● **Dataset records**
BEGIN

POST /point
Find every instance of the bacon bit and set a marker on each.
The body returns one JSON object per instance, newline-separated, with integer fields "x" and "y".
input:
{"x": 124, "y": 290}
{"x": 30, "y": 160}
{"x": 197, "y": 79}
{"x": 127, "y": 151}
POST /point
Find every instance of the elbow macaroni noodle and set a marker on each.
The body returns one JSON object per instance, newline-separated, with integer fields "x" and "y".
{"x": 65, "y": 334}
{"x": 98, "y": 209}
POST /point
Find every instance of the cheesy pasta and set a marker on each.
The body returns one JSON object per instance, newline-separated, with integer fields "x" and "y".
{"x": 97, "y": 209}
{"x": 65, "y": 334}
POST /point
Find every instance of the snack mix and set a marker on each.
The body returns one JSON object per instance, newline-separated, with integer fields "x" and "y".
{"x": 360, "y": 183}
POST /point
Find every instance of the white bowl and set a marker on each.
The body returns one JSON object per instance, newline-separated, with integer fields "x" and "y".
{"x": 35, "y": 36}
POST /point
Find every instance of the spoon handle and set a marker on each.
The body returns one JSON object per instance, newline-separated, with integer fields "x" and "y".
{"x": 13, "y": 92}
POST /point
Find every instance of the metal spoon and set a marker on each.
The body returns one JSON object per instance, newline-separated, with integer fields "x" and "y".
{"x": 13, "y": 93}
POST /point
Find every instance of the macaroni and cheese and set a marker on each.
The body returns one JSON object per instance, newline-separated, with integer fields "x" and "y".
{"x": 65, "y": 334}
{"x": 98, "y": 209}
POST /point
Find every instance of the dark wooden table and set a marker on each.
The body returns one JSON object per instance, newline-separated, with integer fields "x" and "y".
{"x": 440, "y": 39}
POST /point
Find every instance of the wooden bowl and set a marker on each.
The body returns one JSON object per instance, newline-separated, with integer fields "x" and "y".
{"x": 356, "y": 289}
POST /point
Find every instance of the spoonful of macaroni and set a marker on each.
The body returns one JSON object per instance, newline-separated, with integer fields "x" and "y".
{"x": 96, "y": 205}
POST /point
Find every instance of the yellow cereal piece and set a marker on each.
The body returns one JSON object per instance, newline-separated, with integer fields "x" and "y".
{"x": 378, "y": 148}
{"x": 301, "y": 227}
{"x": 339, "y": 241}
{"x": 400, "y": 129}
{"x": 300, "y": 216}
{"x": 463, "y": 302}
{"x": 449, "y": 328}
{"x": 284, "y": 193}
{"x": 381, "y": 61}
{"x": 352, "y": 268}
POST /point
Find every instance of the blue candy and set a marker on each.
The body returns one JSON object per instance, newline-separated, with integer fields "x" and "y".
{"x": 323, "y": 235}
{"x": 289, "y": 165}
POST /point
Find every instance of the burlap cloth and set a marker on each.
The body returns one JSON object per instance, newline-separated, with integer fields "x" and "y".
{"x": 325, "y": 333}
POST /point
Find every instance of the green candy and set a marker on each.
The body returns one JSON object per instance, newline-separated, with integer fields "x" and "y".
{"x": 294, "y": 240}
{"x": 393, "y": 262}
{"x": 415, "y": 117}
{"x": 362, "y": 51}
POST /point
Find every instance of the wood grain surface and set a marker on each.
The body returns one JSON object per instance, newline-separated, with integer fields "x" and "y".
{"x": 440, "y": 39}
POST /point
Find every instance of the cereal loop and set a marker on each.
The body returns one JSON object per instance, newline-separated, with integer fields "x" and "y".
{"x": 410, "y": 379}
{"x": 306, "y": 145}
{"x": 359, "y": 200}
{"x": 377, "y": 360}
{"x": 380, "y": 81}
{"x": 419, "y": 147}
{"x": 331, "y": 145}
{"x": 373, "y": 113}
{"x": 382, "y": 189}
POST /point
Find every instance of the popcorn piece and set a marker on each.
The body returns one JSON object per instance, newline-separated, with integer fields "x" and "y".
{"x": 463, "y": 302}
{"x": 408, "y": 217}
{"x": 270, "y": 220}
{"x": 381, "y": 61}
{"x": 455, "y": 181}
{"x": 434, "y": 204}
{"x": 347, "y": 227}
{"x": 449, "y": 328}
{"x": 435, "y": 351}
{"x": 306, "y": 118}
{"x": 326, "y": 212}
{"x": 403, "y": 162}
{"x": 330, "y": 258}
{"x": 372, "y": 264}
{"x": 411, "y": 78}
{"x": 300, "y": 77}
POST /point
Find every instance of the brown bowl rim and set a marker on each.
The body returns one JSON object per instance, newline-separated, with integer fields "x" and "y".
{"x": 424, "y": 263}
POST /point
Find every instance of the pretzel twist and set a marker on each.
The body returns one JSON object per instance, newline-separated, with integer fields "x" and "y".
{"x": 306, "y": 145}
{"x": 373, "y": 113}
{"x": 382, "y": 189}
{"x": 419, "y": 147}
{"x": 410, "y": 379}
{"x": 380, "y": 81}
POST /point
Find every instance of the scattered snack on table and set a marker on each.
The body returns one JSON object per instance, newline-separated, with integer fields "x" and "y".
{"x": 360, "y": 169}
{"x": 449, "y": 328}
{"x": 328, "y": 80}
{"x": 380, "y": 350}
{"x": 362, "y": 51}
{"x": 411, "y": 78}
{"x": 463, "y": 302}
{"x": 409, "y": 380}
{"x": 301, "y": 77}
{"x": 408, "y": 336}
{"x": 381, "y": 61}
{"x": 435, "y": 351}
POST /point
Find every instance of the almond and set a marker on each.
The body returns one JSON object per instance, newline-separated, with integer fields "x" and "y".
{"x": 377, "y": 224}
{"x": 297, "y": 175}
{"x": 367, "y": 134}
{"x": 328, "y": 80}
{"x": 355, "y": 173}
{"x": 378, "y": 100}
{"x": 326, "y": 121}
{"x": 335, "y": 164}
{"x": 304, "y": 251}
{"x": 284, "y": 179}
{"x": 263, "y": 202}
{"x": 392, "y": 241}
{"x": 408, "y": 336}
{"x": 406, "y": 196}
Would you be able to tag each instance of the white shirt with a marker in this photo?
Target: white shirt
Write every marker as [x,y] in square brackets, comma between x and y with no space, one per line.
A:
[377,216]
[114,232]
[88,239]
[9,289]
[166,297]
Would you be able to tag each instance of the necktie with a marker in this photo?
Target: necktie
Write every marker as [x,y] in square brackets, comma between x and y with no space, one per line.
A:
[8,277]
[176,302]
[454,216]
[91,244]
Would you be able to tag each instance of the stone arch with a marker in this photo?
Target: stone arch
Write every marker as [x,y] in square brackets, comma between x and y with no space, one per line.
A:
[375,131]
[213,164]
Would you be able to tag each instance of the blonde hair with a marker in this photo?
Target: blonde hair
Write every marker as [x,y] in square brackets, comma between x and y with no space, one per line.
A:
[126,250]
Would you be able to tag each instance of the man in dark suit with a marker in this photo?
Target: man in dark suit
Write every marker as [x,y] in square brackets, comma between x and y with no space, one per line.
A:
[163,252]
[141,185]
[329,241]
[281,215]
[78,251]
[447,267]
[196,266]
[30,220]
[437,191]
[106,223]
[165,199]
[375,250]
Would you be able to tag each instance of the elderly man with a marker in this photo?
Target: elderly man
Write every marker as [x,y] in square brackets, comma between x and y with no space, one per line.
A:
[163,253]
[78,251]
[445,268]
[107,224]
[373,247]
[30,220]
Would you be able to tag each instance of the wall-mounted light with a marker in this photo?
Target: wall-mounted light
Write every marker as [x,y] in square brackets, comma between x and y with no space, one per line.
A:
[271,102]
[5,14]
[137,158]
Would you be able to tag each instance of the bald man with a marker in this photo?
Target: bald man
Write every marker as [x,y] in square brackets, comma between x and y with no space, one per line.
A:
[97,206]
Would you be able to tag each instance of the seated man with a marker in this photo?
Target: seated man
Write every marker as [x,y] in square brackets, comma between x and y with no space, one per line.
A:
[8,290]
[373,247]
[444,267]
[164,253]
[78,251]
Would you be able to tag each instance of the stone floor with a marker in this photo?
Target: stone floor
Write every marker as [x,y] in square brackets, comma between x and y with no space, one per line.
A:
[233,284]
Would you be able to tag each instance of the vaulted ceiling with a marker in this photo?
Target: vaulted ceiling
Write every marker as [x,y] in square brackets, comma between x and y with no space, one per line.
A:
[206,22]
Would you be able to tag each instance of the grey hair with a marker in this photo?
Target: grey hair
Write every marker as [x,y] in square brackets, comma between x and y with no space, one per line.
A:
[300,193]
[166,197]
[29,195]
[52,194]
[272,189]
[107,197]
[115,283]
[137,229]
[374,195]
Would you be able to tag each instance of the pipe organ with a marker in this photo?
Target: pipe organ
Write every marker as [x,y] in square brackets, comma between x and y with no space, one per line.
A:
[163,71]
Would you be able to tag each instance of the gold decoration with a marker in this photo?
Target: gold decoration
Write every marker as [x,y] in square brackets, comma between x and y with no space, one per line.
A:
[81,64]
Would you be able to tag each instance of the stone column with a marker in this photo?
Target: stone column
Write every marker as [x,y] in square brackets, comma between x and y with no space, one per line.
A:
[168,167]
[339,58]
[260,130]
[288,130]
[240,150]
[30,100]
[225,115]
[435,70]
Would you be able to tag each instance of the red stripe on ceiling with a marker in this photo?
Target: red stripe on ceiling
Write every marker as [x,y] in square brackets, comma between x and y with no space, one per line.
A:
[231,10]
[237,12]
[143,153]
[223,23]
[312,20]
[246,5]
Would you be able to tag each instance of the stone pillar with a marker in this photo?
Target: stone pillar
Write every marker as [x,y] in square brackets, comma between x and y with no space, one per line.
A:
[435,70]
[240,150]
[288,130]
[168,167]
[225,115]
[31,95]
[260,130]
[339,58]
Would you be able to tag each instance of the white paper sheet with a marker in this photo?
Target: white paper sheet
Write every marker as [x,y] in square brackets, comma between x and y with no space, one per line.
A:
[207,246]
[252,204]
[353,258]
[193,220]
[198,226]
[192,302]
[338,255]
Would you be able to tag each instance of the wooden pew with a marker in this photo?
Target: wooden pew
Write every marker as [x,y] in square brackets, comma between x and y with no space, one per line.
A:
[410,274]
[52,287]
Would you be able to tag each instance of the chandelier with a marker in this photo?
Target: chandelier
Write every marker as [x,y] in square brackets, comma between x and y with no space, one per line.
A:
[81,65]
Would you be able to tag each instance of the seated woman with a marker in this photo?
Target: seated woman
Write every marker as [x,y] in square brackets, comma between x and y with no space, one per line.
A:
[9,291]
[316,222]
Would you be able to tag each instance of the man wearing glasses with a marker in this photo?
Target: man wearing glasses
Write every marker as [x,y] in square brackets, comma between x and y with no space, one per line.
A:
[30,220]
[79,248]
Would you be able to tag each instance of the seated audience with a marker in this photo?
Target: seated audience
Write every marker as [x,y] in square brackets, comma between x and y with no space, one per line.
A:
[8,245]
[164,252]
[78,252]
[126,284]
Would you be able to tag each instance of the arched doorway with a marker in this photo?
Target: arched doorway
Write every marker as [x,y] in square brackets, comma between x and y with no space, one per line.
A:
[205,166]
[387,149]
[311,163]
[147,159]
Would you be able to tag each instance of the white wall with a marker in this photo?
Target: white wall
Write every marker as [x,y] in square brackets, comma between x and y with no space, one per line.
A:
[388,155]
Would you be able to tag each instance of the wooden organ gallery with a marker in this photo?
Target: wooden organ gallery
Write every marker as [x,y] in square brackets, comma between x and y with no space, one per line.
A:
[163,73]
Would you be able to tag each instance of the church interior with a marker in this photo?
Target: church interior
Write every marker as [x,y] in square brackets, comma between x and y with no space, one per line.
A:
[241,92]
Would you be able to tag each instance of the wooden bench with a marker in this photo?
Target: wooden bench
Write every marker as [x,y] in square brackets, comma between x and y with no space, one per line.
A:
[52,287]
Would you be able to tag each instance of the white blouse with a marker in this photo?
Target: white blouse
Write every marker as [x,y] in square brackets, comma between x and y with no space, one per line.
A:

END

Count the lines in the records above that contain "wall", please, and give the number without any other words.

● **SOLUTION TO THE EXERCISE**
4